## TEXT

You are viewing a plain text version of this content. The canonical link for it is here.
Posted to dev@arrow.apache.org by Micah Kornfield <em...@gmail.com> on 2019/10/24 02:39:09 UTC

[VOTE] Clarifications and forward compatibility changes for Dictionary Encoding

Hello,
As discussed on [1], I've proposed clarifications in a PR [2] that
clarifies:

1.  It is not required that all dictionary batches occur at the beginning
of the IPC stream format (if a the first record batch has an all null
dictionary encoded column, the null column's dictionary might not be sent
until later in the stream).

2.  A second dictionary batch for the same ID that is not a "delta batch"
in an IPC stream indicates the dictionary should be replaced.

3.  Clarifies that the file format, can only contain 1 "NON-delta"
dictionary batch and multiple "delta" dictionary batches.

## INSTRUCTION 1
Transcribe the whole post about dictionary encoding word for word.
The records that follow the post are unrelated to it.

## RECORDED INFORMATION

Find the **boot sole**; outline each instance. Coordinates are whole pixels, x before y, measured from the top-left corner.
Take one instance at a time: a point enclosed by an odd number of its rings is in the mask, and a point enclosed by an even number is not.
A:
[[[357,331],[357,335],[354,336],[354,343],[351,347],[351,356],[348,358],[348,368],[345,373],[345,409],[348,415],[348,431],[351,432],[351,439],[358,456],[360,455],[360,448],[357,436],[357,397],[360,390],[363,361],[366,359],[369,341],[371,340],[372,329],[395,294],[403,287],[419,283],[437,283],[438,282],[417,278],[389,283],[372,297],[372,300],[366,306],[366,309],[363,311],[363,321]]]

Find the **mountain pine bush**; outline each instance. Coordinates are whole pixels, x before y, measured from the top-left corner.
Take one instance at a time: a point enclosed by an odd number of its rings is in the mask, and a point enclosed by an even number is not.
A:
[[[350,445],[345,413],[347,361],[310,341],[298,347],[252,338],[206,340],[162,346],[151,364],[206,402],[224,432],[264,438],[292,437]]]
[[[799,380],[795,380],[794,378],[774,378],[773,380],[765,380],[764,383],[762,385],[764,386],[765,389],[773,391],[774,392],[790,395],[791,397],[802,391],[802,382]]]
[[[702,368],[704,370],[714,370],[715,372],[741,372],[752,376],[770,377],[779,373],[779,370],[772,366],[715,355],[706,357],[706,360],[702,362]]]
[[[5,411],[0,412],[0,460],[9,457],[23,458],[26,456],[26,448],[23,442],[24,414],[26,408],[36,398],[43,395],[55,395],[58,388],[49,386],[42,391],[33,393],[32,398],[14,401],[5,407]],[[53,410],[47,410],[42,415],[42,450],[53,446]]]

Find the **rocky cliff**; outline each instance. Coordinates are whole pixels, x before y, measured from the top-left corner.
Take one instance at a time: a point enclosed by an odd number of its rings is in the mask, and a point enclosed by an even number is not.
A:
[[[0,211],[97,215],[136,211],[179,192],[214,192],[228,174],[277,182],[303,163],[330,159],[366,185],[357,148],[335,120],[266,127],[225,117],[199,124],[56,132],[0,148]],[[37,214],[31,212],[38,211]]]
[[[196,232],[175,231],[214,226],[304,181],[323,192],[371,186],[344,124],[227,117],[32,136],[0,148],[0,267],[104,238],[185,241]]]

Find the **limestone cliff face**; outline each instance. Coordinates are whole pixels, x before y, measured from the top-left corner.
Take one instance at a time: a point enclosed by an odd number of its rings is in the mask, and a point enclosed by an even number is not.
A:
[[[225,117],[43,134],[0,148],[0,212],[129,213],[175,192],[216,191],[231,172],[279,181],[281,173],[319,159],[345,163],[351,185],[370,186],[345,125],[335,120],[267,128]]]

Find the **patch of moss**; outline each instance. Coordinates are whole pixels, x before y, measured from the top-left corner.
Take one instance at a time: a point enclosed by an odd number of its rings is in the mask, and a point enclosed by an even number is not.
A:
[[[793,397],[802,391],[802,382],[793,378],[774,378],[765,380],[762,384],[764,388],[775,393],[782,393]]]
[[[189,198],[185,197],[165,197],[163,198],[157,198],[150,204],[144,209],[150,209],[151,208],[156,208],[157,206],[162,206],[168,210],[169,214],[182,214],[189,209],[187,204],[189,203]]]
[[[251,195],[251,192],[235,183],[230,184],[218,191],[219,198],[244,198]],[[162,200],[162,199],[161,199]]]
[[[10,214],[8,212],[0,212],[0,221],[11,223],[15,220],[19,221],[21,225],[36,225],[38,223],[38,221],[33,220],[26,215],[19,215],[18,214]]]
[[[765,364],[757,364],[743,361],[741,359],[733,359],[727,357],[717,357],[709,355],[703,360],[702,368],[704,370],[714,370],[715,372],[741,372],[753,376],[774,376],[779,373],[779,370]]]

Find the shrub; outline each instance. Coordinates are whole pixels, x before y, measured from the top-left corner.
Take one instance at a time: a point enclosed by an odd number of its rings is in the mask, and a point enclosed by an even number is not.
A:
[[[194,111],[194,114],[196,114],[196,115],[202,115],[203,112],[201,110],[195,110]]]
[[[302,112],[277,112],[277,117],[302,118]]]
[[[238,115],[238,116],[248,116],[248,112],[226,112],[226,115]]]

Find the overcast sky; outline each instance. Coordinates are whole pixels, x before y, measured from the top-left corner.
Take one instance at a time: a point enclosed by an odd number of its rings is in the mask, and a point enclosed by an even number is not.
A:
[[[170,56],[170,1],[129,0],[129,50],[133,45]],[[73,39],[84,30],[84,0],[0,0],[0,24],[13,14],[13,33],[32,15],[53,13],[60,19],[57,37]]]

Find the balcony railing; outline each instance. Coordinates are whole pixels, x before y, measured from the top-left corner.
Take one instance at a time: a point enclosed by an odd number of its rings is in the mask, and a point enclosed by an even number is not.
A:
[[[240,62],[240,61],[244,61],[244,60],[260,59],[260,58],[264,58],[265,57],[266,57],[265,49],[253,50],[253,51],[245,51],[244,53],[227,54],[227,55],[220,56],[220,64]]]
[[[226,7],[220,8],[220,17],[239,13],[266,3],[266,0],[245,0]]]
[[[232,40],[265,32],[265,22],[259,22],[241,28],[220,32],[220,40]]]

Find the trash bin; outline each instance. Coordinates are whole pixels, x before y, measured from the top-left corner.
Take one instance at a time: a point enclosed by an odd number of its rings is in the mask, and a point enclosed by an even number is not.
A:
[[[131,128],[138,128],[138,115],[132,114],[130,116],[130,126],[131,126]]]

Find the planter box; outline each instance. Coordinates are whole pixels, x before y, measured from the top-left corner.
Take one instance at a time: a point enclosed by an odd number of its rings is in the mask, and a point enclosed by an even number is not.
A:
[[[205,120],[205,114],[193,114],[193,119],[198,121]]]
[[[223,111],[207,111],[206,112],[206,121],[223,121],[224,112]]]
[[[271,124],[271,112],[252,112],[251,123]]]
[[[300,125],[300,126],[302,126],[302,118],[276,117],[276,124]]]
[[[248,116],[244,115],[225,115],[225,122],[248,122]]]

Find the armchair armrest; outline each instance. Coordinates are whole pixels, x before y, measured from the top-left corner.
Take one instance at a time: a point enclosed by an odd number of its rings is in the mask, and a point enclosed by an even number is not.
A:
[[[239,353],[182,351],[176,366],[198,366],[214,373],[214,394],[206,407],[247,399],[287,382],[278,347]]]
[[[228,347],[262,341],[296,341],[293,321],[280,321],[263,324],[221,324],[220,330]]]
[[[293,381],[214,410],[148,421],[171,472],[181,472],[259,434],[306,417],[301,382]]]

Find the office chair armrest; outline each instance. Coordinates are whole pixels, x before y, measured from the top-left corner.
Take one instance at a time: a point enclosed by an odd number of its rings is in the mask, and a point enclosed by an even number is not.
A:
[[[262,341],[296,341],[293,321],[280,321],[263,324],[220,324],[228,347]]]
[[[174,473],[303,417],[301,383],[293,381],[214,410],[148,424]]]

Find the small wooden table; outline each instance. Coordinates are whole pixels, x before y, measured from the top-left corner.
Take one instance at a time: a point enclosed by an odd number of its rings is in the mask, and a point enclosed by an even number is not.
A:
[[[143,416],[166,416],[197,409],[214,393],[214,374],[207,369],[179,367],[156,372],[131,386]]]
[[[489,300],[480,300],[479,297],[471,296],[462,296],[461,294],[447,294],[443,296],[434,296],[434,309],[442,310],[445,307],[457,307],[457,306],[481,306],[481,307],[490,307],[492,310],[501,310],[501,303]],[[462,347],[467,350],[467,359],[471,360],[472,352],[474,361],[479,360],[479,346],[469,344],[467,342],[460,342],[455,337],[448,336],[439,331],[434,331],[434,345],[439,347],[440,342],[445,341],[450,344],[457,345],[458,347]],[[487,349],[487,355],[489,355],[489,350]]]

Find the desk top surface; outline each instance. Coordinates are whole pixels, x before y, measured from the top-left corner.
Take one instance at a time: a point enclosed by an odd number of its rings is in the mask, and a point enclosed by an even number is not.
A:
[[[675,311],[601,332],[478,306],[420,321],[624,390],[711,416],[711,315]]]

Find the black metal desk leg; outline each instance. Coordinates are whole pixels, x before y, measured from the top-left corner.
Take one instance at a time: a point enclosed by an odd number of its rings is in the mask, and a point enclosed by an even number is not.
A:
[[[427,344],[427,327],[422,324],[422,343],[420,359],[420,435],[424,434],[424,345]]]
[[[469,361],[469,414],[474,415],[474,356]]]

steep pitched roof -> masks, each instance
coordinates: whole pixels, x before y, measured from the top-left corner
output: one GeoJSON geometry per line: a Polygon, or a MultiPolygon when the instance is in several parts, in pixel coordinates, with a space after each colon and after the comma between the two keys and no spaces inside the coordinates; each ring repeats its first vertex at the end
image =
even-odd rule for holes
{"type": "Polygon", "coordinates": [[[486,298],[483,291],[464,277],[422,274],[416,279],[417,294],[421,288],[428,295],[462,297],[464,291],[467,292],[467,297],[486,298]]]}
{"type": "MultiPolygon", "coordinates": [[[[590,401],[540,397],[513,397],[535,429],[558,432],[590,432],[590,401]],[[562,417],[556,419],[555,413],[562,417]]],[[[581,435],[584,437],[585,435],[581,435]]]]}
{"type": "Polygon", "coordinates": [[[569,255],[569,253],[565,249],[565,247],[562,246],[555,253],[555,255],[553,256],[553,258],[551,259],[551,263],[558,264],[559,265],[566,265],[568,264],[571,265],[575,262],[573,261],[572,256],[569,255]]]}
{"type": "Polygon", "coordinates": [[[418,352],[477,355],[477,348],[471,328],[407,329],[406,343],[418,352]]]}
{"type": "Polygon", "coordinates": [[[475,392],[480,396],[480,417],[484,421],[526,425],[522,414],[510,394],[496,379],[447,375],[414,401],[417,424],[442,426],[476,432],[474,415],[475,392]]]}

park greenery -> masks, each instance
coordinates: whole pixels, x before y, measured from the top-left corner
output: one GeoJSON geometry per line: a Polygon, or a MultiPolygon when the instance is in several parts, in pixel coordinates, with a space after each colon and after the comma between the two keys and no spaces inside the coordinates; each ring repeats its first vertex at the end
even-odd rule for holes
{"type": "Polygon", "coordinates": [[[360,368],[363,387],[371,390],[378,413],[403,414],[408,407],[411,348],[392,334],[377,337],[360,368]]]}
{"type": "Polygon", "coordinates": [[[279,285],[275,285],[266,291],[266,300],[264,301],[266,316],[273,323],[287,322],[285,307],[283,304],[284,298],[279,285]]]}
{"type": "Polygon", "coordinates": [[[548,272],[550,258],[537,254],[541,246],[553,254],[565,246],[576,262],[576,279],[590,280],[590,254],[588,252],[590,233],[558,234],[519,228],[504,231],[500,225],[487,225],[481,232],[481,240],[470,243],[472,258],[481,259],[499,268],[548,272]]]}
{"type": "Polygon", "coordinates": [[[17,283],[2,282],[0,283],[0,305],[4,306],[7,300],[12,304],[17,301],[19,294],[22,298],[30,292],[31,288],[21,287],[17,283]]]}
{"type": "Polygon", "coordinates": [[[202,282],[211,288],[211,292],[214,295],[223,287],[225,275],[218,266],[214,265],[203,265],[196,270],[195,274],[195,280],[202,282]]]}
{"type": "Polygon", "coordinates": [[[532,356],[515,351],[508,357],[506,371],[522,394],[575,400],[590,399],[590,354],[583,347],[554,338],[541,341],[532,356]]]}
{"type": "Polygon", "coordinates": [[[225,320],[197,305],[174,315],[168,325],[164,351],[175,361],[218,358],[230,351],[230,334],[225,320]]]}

## INSTRUCTION 2
Show each line of the records that contains the string "masks".

## WRITTEN ANSWER 1
You are viewing a plain text version of this content. The canonical link for it is here.
Posted to dev@arrow.apache.org by Micah Kornfield <em...@gmail.com> on 2019/10/24 02:39:09 UTC

[VOTE] Clarifications and forward compatibility changes for Dictionary Encoding

Hello,
As discussed on [1], I've proposed clarifications in a PR [2] that
clarifies:

1.  It is not required that all dictionary batches occur at the beginning
of the IPC stream format (if a the first record batch has an all null
dictionary encoded column, the null column's dictionary might not be sent
until later in the stream).

2.  A second dictionary batch for the same ID that is not a "delta batch"
in an IPC stream indicates the dictionary should be replaced.

3.  Clarifies that the file format, can only contain 1 "NON-delta"
dictionary batch and multiple "delta" dictionary batches.

## WRITTEN ANSWER 2
steep pitched roof -> masks, each instance
park greenery -> masks, each instance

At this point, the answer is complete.